SUPPLIED PASSAGE:
########################################

Sri Lankan Public Servants are to be given an extra day off each week to tend their backyard vegetable plots and grow food, following a Cabinet announcement.
The island nation’s unprecedented economic downturn has left several staple foods in short supply, along with petrol and medicines, while rampant inflation is ravaging household budgets.
“It seems appropriate to grant Government officials leave for one working day of the week and provide them with the necessary facilities to engage in agricultural activities in their backyards,” the Cabinet said in a statement.
The extra day off would be a “solution to the food shortage that is expected to occur in the future”, the Cabinet said, adding that cutting down on Public Servants’ commutes would also help reduce fuel consumption.
Public employees are to get every Friday off for the next three months without a pay cut, according to the Cabinet decision, but the arrangement won’t apply to essential services staff.
The Government also said any members of the 1.5 million-strong public sector who wanted to travel abroad to find work would be given up to five years of unpaid leave without affecting their seniority or pensions.
The move is aimed at encouraging more people to get foreign jobs and send money back to the island, which is labouring under a critical shortage of foreign currency to buy imports.
Sri Lanka has defaulted on its $US51 billion ($A73 billion) foreign debt and is in talks with the International Monetary Fund for a bailout.
Public protests have demanded the resignation of President Gotabaya Rajapaksa over the mismanagement of the country’s economy and the severe hardships facing its people.
Mr Rajapaksa introduced sweeping tax cuts soon after coming to power in November that have been blamed for leaving the island without the means to pay for essential imports.
The cash shortfall was worsened by the COVID-19 pandemic, which ravaged the local tourism industry and cut remittances sent back home by Sri Lankans working abroad.

########################################

DATASET EXTRACT:
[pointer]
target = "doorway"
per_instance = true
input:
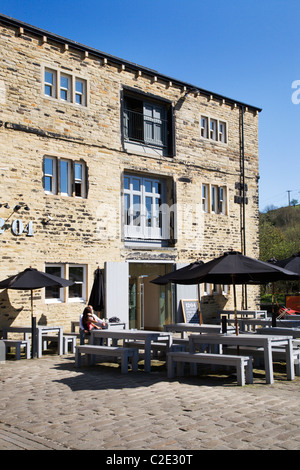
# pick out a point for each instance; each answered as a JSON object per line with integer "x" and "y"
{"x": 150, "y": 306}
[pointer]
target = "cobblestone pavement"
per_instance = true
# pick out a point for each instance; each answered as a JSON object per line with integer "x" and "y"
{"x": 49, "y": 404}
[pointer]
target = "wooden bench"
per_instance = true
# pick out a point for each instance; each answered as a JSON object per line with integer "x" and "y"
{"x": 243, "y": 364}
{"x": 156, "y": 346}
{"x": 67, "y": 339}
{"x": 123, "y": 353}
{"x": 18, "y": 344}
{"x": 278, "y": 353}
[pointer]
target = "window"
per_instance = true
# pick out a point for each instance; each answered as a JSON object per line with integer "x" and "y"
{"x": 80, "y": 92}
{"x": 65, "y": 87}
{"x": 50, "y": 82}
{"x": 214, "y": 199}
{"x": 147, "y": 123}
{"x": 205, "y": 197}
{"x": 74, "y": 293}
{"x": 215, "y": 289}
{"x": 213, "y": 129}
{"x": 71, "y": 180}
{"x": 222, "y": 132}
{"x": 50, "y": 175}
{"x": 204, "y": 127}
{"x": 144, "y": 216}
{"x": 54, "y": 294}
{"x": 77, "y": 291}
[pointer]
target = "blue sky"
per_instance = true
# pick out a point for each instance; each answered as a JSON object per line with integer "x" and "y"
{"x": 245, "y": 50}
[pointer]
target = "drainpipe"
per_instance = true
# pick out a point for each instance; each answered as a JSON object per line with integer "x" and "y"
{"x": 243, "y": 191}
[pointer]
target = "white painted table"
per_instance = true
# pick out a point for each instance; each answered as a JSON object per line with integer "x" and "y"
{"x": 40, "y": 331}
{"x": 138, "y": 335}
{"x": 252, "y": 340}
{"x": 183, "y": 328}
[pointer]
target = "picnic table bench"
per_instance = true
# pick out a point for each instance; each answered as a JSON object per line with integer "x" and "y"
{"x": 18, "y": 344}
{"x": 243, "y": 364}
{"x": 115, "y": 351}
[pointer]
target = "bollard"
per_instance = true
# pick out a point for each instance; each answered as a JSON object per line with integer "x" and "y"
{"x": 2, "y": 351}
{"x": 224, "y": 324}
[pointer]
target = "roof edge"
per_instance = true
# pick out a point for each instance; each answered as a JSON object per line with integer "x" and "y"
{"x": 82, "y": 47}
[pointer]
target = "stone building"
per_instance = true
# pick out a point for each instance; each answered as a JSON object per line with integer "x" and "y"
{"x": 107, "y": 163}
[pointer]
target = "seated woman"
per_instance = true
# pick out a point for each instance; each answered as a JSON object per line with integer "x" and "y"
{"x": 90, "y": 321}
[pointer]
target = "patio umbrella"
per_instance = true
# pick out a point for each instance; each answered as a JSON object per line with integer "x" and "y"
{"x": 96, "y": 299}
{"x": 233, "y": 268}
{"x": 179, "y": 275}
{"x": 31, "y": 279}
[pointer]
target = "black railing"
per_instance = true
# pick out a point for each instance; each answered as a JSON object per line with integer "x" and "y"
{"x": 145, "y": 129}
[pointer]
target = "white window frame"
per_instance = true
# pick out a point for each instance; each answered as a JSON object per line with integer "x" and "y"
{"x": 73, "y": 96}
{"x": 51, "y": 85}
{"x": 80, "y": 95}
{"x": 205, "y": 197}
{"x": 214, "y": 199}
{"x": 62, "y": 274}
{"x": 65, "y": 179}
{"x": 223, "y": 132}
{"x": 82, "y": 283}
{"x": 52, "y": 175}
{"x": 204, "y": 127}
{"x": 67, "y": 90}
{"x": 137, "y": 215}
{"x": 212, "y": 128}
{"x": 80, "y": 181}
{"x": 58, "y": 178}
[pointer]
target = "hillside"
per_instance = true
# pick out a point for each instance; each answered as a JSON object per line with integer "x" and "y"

########################################

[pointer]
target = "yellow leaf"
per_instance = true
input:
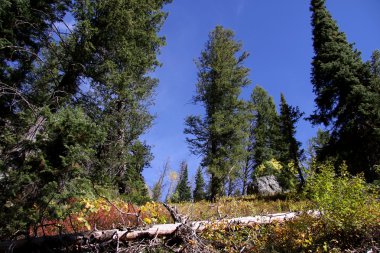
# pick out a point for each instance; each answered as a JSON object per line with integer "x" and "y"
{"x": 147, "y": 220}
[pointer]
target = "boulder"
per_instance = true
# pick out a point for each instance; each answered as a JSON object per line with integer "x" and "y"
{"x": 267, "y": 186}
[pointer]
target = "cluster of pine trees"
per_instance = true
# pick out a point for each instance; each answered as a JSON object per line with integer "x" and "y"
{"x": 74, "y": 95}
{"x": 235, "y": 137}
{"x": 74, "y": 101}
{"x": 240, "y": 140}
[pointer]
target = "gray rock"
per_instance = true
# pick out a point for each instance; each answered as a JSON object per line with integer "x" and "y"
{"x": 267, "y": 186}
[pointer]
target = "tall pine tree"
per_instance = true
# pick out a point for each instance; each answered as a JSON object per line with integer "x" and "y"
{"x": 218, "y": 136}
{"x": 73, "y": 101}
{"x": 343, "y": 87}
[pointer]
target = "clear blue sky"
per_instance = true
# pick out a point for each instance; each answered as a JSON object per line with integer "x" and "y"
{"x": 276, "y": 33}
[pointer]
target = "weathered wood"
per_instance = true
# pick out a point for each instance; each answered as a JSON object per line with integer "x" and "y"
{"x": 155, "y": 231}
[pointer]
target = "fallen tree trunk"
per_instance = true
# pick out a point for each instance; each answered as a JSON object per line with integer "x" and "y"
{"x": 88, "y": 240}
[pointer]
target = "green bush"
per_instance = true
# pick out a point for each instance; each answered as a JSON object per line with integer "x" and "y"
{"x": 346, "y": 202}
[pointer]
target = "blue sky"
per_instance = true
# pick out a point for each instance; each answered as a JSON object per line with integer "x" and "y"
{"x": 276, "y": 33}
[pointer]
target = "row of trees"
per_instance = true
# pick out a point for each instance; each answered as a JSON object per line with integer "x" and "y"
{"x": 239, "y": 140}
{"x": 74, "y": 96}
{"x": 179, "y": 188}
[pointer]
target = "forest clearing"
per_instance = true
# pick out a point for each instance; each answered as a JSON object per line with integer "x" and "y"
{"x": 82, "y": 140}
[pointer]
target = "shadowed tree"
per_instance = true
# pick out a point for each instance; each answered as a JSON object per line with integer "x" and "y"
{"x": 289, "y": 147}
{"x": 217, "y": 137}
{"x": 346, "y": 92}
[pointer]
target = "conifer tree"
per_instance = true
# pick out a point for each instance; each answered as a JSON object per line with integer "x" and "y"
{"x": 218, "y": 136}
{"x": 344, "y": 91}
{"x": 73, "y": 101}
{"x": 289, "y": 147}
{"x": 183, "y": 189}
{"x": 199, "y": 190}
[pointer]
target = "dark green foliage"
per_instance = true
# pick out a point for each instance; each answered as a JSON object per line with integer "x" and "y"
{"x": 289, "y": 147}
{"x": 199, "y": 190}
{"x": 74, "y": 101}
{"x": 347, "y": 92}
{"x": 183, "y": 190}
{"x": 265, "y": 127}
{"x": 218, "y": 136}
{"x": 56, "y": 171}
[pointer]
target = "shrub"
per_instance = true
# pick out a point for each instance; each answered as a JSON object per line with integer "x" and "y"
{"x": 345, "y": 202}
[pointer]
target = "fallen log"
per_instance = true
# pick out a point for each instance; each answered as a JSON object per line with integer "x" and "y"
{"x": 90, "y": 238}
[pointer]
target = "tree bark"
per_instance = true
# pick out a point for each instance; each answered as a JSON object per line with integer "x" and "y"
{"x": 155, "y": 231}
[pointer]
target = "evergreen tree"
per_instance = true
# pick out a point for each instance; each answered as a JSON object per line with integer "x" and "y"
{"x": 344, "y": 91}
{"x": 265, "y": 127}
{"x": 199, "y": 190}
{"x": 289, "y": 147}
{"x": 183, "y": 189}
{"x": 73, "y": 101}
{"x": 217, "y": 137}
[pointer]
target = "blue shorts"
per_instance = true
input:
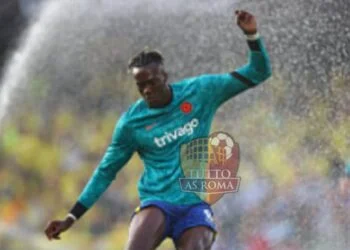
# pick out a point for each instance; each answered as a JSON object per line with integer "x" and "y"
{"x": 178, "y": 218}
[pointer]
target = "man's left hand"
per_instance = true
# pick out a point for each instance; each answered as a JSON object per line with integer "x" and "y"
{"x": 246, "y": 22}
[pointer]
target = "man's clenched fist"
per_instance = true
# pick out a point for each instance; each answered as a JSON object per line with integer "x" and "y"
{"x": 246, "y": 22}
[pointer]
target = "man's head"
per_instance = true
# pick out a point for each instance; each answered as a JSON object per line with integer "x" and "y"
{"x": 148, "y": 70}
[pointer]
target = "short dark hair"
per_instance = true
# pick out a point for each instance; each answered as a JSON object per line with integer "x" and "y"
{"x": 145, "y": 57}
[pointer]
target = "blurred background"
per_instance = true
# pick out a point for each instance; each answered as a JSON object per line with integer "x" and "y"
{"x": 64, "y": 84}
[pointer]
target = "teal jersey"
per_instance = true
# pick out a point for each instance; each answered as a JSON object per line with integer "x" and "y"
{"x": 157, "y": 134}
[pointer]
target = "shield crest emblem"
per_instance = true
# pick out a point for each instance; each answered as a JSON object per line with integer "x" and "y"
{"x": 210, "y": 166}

########################################

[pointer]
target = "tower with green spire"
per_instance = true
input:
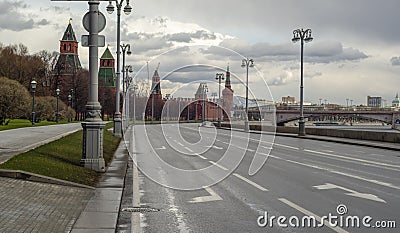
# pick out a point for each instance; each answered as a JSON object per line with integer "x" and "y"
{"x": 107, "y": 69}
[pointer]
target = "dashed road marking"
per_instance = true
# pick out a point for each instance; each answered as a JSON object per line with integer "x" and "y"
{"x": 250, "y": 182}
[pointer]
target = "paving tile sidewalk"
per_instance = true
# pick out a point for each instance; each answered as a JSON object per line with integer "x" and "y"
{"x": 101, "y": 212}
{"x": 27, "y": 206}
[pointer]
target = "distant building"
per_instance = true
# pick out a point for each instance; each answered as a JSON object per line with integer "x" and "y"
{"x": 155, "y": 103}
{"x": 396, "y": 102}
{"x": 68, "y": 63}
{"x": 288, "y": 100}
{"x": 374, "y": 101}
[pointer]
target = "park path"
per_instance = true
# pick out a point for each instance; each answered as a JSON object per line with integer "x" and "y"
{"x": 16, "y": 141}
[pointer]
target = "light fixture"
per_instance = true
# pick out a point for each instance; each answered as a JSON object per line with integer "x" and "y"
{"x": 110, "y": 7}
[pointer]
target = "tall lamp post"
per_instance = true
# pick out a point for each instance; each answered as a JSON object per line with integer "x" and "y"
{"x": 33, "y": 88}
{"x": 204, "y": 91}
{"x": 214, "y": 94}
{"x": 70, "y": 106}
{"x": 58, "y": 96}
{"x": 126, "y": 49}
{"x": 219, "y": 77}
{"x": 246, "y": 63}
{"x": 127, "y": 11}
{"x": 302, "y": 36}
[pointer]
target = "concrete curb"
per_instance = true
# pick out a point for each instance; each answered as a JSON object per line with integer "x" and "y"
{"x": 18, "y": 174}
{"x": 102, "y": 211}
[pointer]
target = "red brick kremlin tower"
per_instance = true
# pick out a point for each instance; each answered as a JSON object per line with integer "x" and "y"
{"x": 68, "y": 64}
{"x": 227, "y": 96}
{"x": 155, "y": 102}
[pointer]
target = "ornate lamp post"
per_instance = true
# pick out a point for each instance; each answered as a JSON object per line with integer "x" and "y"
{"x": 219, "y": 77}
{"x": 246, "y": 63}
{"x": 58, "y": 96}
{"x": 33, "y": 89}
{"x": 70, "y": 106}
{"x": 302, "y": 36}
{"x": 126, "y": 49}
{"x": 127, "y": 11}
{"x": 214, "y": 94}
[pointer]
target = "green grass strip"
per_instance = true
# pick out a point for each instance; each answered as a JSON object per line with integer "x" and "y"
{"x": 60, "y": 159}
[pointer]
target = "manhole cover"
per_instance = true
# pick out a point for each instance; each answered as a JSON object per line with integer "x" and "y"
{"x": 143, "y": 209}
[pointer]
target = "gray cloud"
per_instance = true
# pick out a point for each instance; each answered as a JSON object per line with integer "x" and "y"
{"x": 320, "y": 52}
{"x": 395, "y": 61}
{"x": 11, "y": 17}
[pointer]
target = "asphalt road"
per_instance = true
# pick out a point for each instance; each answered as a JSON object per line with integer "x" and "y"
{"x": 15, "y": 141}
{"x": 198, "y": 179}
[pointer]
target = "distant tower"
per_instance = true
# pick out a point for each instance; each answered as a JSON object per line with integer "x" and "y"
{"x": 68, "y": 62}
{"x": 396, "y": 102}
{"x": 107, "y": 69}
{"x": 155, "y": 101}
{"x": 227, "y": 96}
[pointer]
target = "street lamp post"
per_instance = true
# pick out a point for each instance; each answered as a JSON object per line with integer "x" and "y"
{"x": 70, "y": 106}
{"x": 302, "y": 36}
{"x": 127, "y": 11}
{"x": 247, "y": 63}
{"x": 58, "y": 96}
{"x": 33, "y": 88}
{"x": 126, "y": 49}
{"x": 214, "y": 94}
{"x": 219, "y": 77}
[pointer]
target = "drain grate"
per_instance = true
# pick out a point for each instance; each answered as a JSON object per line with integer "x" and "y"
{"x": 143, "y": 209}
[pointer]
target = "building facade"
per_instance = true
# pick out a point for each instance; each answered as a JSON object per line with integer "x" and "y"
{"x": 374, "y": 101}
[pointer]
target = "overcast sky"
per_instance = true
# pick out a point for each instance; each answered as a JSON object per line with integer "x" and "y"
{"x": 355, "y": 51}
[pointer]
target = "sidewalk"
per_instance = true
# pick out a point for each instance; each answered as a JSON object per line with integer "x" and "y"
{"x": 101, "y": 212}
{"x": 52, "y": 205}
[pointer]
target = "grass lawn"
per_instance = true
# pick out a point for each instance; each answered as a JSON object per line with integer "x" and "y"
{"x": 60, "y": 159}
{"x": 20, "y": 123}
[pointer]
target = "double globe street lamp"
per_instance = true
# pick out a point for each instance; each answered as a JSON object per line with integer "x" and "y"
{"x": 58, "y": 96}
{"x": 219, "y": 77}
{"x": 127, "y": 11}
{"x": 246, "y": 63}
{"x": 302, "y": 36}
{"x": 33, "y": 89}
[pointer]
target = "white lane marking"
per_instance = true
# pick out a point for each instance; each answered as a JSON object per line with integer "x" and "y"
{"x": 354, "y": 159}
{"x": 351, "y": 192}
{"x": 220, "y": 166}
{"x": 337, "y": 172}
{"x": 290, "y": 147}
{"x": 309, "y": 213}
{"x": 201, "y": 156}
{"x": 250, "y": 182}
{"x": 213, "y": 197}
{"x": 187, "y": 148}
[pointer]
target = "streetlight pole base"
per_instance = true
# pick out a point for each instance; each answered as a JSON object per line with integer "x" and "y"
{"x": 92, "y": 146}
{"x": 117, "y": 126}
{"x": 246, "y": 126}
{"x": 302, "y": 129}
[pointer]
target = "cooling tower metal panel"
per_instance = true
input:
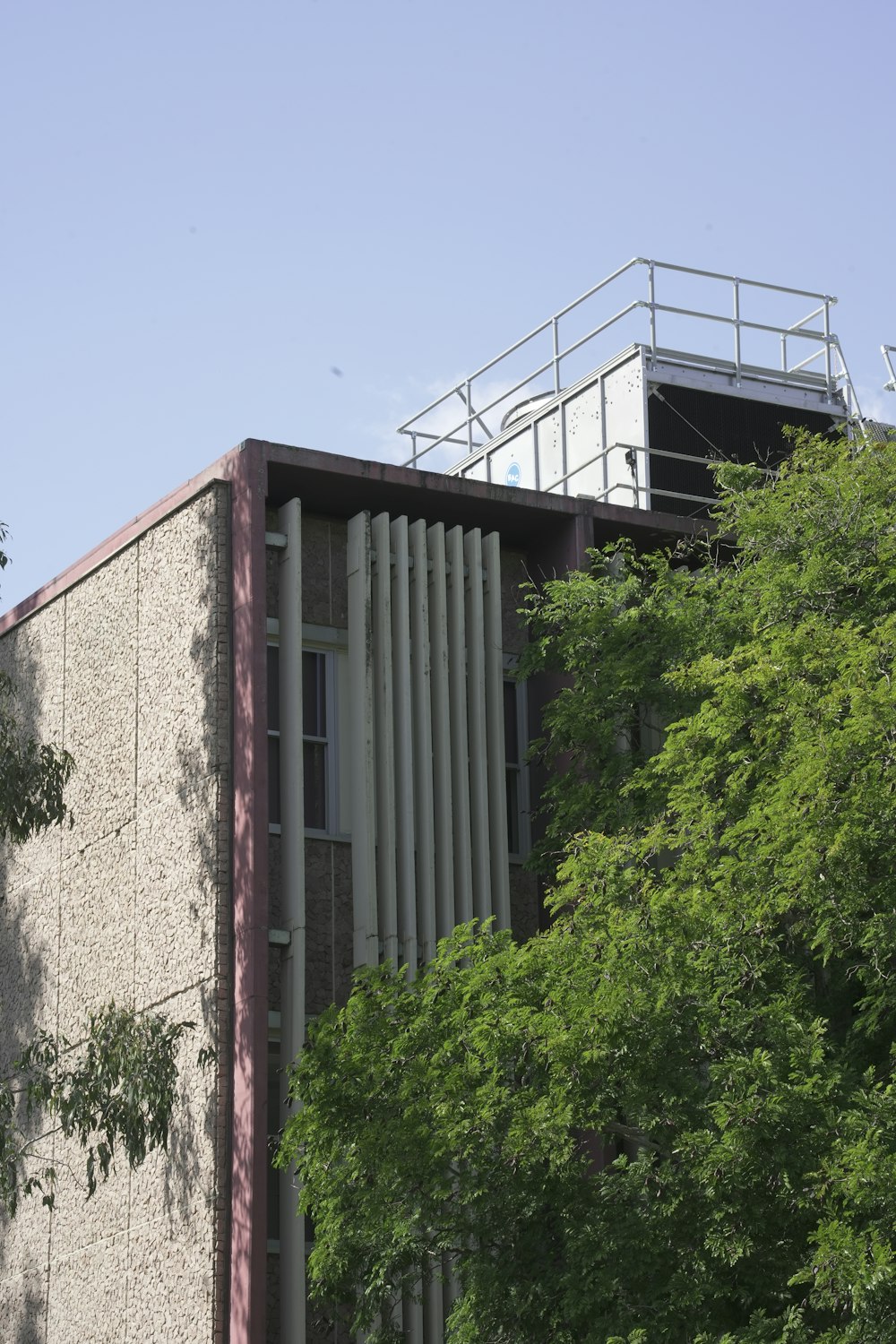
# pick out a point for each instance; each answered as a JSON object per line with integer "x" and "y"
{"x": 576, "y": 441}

########################################

WHAT TO DO:
**1)** Please copy the article on Sri Lanka's public servants starting with "Sri Lankan Public" and going on through "a Cabinet announcement.", swapping "vegetable plots" for "garden beds".
**2)** According to the article on Sri Lanka's public servants, for how long will public employees get every Friday off?
**3)** For each statement below, say yes or no as to whether it agrees with the article on Sri Lanka's public servants, and quote the words that decide it.
(a) Essential services staff will also get Fridays off.
(b) Public sector workers who travel abroad to find work can take up to five years of unpaid leave.
(c) Sri Lanka has defaulted on a foreign debt of $US51 billion.

SOLUTION LIST:
**1)**
Sri Lankan Public Servants are to be given an extra day off each week to tend their backyard garden beds and grow food, following a Cabinet announcement.

**2)** For the next three months.

**3)**
(a) No: "the arrangement won’t apply to essential services staff"
(b) Yes: "would be given up to five years of unpaid leave without affecting their seniority or pensions"
(c) Yes: "Sri Lanka has defaulted on its $US51 billion ($A73 billion) foreign debt"